* _GOAL 1_:
Can you quote the LinkedIn InMap post from "The very well-connected" through "more detail here."?
* _GOAL 2_:
Do these statements agree with the LinkedIn InMap post? Answer each with yes or no and the text's deciding words, quoted exactly: (a) The lobe on the left contains mostly Kynetx employees. (b) The students are the most inter-connected group. (c) The connections in the left lobe were largely gained last summer.

* _PAGE EXTRACT_:
══════════

Monthly Archives: January 2011

My LinkedIn InMap

Phil Windley wrote earlier today that “LinkedIn Labs has released a visualization tool called an InMap” and thought I would share mine.

The very well-connected lobe on the left contains mostly Kynetx employees, as well as people from a few other related companies like 7bound and MashWorx. These connections I largely gained last summer when I interned at Kynetx and did some independent consulting work.

The less well-connected lobe on the right is mostly people I know from BYU. There are several subgroups for the various places I’ve worked, such as the Office of Information Technology and Health and Human Performance Services. There are also a significant number of students I know; these tend to be the least inter-connected of all.

You can view my InMap in more detail here.

══════════

[Pointing and labeling entries]
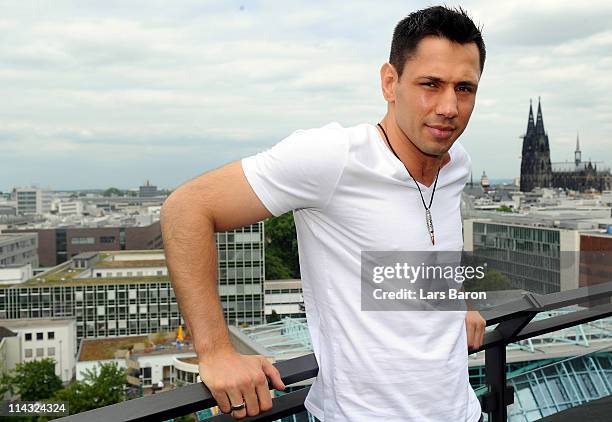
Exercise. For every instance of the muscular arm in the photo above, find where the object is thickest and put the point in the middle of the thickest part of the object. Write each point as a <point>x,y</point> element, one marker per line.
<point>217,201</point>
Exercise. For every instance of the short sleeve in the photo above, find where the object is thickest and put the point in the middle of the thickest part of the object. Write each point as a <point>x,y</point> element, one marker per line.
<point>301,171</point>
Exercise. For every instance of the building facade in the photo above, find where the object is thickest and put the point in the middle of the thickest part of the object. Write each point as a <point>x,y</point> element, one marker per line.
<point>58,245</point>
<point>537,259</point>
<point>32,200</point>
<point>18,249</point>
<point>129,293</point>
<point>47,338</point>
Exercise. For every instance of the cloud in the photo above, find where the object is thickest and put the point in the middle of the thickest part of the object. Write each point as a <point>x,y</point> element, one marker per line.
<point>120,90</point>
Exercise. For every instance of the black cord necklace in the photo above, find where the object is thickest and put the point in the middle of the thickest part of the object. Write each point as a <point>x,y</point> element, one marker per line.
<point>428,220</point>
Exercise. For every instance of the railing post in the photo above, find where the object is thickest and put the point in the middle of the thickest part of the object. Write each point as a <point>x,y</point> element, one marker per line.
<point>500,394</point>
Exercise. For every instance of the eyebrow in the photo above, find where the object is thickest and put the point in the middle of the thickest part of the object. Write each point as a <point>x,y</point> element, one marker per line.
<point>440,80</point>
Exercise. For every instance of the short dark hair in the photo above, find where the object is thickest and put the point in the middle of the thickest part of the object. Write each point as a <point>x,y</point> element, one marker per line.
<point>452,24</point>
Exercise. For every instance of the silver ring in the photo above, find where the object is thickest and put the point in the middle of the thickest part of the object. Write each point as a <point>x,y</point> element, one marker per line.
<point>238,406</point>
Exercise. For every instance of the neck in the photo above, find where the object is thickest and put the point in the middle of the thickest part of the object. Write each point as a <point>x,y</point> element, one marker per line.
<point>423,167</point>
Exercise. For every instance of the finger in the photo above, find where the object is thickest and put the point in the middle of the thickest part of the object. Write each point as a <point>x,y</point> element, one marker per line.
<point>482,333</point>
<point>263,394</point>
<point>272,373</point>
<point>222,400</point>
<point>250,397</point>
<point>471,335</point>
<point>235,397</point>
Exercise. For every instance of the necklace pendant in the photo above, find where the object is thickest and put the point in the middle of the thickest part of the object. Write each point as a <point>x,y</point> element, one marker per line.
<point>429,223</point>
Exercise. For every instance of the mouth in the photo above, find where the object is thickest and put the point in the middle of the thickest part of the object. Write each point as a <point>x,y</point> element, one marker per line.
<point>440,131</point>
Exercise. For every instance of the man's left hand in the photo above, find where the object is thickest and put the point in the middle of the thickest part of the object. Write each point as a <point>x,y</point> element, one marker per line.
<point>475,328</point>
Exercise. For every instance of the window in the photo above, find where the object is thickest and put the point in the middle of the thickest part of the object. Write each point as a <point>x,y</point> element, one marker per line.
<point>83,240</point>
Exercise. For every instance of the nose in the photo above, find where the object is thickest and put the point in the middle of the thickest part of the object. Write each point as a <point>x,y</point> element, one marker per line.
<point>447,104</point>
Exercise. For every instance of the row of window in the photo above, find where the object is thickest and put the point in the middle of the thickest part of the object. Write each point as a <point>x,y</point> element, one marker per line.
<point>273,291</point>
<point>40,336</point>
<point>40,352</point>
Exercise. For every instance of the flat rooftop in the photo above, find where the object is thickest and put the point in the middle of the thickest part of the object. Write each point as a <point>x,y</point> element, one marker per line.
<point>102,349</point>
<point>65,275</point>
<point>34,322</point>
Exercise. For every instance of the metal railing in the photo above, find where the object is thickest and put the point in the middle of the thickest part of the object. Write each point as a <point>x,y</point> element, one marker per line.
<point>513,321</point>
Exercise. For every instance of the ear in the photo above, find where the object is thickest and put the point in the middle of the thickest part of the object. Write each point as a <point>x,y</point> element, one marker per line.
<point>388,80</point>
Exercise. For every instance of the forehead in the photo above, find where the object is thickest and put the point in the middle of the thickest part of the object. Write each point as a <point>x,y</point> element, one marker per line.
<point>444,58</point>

══════════

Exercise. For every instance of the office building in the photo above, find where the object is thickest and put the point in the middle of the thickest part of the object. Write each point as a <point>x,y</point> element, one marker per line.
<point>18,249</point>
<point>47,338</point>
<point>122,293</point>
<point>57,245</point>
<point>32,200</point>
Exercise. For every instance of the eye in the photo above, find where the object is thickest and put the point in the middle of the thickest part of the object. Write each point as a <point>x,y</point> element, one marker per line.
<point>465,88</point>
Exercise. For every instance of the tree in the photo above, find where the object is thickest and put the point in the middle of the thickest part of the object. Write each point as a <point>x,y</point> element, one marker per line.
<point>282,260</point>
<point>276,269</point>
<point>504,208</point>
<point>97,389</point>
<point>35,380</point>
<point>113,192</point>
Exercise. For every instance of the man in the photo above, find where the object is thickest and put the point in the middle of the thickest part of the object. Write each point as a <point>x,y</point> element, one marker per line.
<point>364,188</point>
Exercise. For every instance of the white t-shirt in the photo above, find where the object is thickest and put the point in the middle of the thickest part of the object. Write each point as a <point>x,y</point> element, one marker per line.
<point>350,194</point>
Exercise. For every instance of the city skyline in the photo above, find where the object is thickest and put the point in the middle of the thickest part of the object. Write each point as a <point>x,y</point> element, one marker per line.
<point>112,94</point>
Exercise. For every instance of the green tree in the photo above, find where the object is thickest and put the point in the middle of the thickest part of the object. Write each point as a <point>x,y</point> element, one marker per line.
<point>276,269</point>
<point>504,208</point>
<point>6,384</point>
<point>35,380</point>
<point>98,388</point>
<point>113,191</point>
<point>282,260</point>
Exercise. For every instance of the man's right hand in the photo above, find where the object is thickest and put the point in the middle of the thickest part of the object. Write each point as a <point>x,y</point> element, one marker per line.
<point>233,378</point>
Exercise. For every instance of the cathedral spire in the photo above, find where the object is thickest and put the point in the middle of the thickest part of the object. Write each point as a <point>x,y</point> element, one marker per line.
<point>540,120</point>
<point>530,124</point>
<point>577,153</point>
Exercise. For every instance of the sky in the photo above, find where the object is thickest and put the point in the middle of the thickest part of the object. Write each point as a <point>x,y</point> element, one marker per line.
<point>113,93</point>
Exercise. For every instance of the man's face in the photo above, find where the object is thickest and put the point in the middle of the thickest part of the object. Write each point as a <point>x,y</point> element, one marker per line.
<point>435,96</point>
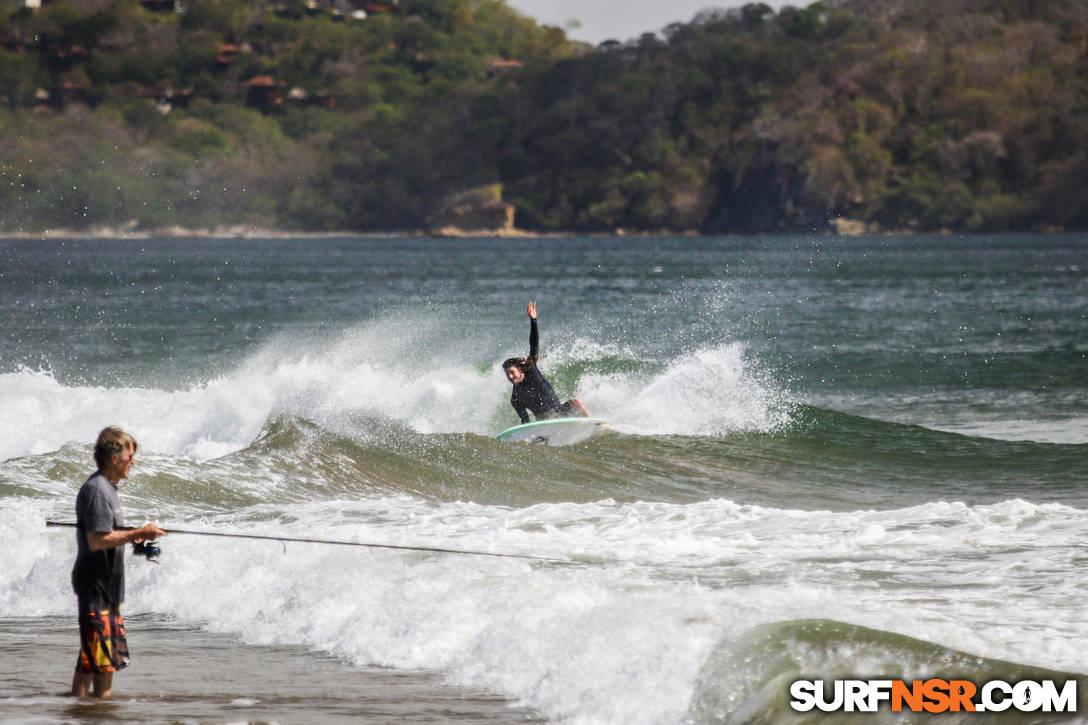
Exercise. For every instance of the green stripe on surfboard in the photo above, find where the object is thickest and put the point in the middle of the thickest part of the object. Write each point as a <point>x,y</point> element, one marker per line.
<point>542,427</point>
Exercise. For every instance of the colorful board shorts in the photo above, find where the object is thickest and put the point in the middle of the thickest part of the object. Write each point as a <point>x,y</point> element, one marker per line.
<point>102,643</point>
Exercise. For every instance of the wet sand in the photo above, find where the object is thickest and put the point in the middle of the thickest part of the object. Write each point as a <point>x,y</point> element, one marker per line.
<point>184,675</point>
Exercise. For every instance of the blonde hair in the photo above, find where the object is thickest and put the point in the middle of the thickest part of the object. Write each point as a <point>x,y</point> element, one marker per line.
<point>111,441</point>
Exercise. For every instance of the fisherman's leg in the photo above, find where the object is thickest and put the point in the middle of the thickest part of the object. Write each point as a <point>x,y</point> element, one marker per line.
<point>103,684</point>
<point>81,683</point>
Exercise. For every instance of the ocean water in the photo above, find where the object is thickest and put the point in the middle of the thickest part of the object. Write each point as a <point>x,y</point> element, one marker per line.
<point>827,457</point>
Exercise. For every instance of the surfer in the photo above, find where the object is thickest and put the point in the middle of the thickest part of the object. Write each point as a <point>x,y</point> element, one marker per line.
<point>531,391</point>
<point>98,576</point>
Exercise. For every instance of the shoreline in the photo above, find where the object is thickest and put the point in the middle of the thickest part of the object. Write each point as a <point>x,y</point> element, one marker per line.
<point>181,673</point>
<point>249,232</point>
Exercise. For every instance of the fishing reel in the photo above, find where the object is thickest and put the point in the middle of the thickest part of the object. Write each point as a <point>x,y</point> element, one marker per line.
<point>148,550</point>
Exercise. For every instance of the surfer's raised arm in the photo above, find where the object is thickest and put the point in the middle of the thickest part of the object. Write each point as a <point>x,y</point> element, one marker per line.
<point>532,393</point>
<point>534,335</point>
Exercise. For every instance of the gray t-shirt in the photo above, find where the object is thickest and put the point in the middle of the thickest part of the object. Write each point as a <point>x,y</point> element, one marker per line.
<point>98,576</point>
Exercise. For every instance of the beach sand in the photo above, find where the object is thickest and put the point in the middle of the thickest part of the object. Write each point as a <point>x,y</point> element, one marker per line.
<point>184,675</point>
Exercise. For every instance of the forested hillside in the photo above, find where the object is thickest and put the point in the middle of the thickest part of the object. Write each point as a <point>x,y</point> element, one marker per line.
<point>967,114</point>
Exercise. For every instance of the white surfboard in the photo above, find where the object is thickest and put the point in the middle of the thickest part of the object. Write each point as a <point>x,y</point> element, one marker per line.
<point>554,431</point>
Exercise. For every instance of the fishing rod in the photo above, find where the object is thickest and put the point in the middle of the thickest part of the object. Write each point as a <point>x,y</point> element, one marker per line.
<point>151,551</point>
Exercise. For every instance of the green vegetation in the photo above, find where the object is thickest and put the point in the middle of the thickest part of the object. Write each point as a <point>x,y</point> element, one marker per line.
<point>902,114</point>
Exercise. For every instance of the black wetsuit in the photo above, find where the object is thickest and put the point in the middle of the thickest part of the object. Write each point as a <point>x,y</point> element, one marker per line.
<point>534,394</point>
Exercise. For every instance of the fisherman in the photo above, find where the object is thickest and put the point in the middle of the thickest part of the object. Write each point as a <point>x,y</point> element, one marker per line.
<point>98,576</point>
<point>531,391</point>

══════════

* _FINAL RESULT 1_:
The very well-connected lobe on the left contains mostly Kynetx employees, as well as people from a few other related companies like 7bound and MashWorx. These connections I largely gained last summer when I interned at Kynetx and did some independent consulting work.

The less well-connected lobe on the right is mostly people I know from BYU. There are several subgroups for the various places I’ve worked, such as the Office of Information Technology and Health and Human Performance Services. There are also a significant number of students I know; these tend to be the least inter-connected of all.

You can view my InMap in more detail here.

* _FINAL RESULT 2_:
(a) Yes: "The very well-connected lobe on the left contains mostly Kynetx employees"
(b) No: "these tend to be the least inter-connected of all"
(c) Yes: "These connections I largely gained last summer"